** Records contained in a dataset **
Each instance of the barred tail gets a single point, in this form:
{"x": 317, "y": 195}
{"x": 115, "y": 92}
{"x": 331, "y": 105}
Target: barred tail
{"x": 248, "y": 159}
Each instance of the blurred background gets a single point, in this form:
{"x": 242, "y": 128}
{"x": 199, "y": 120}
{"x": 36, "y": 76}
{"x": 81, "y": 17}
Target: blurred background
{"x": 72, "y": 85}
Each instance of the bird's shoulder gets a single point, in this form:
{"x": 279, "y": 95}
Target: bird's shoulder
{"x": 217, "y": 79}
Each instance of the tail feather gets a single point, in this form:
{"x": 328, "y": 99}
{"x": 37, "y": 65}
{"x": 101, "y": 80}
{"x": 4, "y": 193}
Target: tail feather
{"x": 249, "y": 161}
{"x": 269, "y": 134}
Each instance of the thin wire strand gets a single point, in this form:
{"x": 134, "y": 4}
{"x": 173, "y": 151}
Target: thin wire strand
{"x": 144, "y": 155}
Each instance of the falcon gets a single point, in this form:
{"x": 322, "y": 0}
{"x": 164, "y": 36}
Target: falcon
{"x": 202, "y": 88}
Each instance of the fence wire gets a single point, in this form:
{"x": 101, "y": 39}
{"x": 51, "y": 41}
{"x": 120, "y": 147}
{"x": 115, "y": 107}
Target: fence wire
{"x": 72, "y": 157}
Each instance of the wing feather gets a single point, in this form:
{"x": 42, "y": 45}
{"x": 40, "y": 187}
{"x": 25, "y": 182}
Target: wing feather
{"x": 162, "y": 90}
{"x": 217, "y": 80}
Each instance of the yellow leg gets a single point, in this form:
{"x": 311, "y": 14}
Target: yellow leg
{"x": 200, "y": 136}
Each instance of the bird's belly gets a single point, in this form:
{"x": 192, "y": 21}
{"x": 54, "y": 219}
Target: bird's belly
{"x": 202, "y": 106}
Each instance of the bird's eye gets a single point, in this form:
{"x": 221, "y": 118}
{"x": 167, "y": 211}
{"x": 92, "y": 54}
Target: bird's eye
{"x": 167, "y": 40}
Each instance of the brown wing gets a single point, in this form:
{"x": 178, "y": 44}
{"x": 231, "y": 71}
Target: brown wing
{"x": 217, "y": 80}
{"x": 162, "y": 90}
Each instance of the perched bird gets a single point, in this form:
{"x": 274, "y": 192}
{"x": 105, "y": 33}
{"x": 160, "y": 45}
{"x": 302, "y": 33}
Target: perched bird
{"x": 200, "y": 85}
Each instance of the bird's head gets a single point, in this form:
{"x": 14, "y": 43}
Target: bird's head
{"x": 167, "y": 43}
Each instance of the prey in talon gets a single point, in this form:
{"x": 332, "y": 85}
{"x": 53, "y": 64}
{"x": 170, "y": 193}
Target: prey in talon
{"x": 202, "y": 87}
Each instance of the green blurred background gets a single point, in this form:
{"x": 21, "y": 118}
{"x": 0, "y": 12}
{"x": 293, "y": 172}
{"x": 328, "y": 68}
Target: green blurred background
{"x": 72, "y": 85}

** Problem description **
All lines of the data above must be returned exactly.

** Solution below **
Each instance of the barred tail gets a single point, in this form:
{"x": 317, "y": 195}
{"x": 115, "y": 92}
{"x": 331, "y": 105}
Target: barred tail
{"x": 248, "y": 159}
Each instance of the blurred background gets a single point, in this form:
{"x": 242, "y": 128}
{"x": 199, "y": 120}
{"x": 36, "y": 76}
{"x": 81, "y": 17}
Target: blurred background
{"x": 72, "y": 85}
Each instance of the bird's shoulder gets a single point, in this form:
{"x": 279, "y": 95}
Target: bird's shoulder
{"x": 217, "y": 79}
Each instance of the tail feather gets a single point, in this form:
{"x": 328, "y": 99}
{"x": 37, "y": 65}
{"x": 101, "y": 80}
{"x": 4, "y": 193}
Target: tail feather
{"x": 249, "y": 161}
{"x": 269, "y": 134}
Each instance of the thin wire strand gets a single point, in this form:
{"x": 134, "y": 4}
{"x": 173, "y": 151}
Target: thin wire strand
{"x": 144, "y": 155}
Each instance of the falcon gets a single point, in this form:
{"x": 322, "y": 0}
{"x": 164, "y": 36}
Target: falcon
{"x": 202, "y": 88}
Each instance of the fence wire gets a single point, in this form:
{"x": 101, "y": 39}
{"x": 51, "y": 41}
{"x": 120, "y": 147}
{"x": 115, "y": 107}
Target: fence wire
{"x": 72, "y": 157}
Each instance of the wing feather gets a single point, in this form:
{"x": 42, "y": 45}
{"x": 40, "y": 187}
{"x": 25, "y": 182}
Target: wing feather
{"x": 162, "y": 90}
{"x": 217, "y": 80}
Each instance of the yellow leg gets a single point, in this form:
{"x": 311, "y": 14}
Target: yellow leg
{"x": 200, "y": 136}
Each instance of the bird's belly gets a single point, in this form:
{"x": 192, "y": 21}
{"x": 54, "y": 219}
Target: bird's belly
{"x": 202, "y": 106}
Each instance of the bird's eye gets a single point, in this form:
{"x": 221, "y": 118}
{"x": 167, "y": 211}
{"x": 92, "y": 54}
Target: bird's eye
{"x": 167, "y": 40}
Each instance of the brown wing gets a single point, in this form:
{"x": 178, "y": 44}
{"x": 231, "y": 71}
Target: brown wing
{"x": 217, "y": 80}
{"x": 162, "y": 90}
Each instance of the perched bird gets a single point, in this form:
{"x": 274, "y": 192}
{"x": 105, "y": 33}
{"x": 160, "y": 45}
{"x": 302, "y": 33}
Target: perched bird
{"x": 200, "y": 85}
Each instance of the bird's head gets a single point, in this form:
{"x": 14, "y": 43}
Target: bird's head
{"x": 167, "y": 43}
Each instance of the prey in talon gets a single point, in this form:
{"x": 332, "y": 85}
{"x": 53, "y": 64}
{"x": 170, "y": 193}
Target: prey in talon
{"x": 202, "y": 87}
Each instance of the green blurred background gets a single point, in this form:
{"x": 21, "y": 118}
{"x": 0, "y": 12}
{"x": 293, "y": 172}
{"x": 328, "y": 68}
Target: green blurred background
{"x": 72, "y": 85}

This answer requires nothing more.